> [Stored rows]

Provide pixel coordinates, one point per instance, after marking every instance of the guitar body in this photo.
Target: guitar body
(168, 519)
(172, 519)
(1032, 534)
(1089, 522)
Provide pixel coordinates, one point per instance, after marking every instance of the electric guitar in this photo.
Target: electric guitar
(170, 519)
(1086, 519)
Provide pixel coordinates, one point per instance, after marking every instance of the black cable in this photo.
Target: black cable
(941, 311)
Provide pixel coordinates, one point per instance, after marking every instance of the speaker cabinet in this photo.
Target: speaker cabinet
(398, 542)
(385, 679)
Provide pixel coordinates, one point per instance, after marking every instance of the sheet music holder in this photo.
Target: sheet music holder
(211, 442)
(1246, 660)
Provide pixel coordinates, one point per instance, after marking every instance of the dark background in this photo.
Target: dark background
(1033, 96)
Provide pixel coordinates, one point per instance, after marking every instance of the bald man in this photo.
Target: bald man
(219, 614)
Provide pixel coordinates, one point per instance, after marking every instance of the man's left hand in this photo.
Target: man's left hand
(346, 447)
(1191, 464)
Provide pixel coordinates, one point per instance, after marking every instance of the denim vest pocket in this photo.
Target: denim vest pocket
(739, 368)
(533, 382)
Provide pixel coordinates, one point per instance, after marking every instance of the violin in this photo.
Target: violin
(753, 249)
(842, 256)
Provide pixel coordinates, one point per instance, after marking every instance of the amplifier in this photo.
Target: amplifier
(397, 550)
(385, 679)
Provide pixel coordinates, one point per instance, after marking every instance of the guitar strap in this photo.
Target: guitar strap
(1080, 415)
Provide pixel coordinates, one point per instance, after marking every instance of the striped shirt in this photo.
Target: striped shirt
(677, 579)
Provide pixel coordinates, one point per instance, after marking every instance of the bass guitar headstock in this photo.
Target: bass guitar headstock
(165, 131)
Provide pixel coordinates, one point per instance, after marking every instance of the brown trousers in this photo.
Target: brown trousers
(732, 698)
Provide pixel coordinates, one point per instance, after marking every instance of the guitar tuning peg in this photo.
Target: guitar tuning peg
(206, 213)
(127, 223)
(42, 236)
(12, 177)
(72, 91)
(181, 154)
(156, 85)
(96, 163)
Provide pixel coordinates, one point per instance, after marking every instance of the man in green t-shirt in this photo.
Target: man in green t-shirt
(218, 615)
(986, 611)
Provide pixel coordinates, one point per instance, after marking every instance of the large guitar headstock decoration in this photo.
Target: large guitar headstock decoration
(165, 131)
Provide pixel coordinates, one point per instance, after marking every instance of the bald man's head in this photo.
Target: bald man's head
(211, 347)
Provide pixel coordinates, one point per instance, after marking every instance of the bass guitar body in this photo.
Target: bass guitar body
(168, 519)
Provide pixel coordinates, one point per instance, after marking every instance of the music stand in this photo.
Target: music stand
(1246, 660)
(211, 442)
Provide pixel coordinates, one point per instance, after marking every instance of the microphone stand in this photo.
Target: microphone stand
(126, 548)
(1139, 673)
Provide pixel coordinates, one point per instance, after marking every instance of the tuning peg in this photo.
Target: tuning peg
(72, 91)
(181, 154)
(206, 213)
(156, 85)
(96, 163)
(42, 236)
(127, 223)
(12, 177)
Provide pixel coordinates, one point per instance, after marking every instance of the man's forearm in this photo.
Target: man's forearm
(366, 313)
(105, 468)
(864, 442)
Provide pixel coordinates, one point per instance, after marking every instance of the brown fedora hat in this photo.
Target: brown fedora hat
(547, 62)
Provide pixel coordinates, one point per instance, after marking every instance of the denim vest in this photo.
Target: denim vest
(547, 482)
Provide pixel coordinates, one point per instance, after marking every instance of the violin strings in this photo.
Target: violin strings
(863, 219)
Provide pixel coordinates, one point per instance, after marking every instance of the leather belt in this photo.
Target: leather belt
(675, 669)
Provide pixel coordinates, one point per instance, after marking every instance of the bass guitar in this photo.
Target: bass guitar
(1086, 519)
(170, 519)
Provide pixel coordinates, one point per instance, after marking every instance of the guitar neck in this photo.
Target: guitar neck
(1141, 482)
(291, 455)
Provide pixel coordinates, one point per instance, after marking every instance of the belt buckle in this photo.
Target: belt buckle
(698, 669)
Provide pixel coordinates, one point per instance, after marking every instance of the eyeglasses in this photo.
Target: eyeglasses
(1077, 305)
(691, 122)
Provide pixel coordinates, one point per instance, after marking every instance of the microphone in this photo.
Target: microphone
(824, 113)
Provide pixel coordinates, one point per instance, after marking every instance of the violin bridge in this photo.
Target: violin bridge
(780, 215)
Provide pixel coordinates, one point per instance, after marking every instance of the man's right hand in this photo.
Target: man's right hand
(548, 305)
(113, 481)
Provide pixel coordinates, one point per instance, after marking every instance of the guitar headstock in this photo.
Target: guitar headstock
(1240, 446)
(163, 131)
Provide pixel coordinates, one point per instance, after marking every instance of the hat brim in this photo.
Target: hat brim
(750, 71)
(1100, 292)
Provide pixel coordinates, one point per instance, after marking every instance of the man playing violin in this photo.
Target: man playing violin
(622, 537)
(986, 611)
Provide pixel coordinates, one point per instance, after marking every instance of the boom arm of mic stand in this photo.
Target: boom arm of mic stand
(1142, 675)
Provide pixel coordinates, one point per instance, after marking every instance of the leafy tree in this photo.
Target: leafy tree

---

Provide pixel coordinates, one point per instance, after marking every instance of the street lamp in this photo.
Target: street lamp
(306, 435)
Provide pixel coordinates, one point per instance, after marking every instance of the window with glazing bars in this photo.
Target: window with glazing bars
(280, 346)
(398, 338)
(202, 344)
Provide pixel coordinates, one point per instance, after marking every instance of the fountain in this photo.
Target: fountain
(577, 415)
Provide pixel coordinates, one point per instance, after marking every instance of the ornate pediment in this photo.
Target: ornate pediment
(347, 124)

--

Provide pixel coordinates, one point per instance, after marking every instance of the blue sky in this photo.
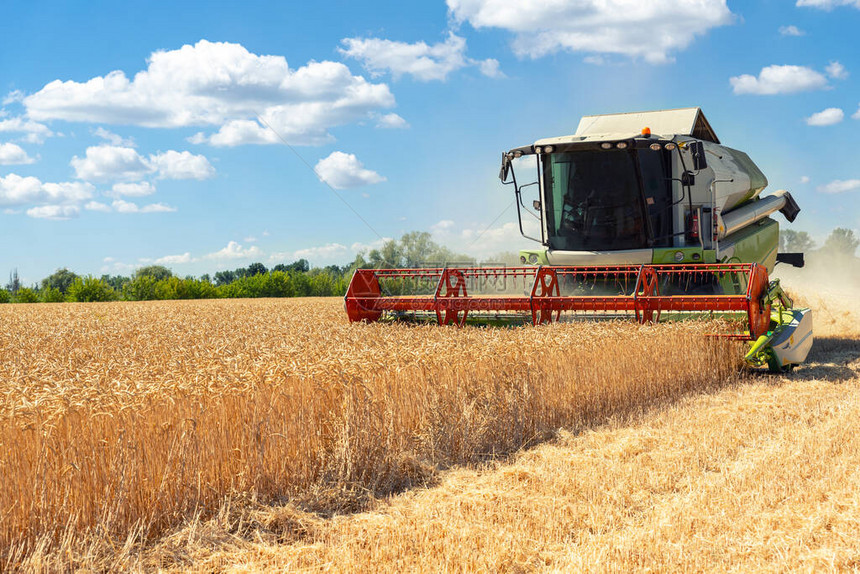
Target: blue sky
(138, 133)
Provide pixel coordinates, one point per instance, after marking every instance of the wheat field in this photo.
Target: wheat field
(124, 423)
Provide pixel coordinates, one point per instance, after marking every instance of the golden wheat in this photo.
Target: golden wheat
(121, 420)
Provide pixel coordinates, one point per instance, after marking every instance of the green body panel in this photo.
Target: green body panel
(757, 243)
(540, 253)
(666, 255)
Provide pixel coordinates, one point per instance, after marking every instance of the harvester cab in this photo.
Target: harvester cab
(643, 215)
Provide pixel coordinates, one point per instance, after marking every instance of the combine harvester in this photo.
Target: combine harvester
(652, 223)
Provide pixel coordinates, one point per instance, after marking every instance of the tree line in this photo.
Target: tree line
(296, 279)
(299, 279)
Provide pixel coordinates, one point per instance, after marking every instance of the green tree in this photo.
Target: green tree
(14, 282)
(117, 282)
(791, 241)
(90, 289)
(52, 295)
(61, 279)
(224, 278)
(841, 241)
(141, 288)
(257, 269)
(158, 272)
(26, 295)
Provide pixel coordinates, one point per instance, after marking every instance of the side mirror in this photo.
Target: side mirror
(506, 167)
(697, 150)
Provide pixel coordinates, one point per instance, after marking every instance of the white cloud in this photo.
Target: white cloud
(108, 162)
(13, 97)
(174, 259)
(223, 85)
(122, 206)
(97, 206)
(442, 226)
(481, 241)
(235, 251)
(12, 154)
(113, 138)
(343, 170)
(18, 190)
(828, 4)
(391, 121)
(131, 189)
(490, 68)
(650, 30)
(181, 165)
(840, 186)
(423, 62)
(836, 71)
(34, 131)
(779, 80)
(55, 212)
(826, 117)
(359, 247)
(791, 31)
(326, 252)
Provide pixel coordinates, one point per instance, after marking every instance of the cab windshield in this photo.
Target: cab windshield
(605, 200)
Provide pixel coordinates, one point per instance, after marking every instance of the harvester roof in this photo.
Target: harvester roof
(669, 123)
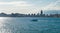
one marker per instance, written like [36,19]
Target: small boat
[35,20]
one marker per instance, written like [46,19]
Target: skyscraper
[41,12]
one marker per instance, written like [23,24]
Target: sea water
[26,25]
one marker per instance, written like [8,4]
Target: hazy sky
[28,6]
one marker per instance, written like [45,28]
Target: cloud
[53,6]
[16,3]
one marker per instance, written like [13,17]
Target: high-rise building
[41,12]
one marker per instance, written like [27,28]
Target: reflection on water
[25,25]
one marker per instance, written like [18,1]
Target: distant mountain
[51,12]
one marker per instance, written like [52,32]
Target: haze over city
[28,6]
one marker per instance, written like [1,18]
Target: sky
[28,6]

> [The problem]
Revise the material from the line containing "playing violin in this photo." through the line containing "Target: leafy tree", replacing "mic stand" with "microphone stand" and leaving everything else unchanged.

> [Completed exercise]
Provide pixel coordinates, one point per instance, after marking every instance of the man playing violin in this photo.
Target: man playing violin
(622, 537)
(986, 611)
Provide pixel coordinates, one point per instance, after marking every instance of the boom arm of microphone stand in this photo.
Target: boom arm of microphone stand
(1142, 675)
Provide pixel coordinates, one point per instance, after marking every instance of the leafy tree in this photo.
Target: leafy tree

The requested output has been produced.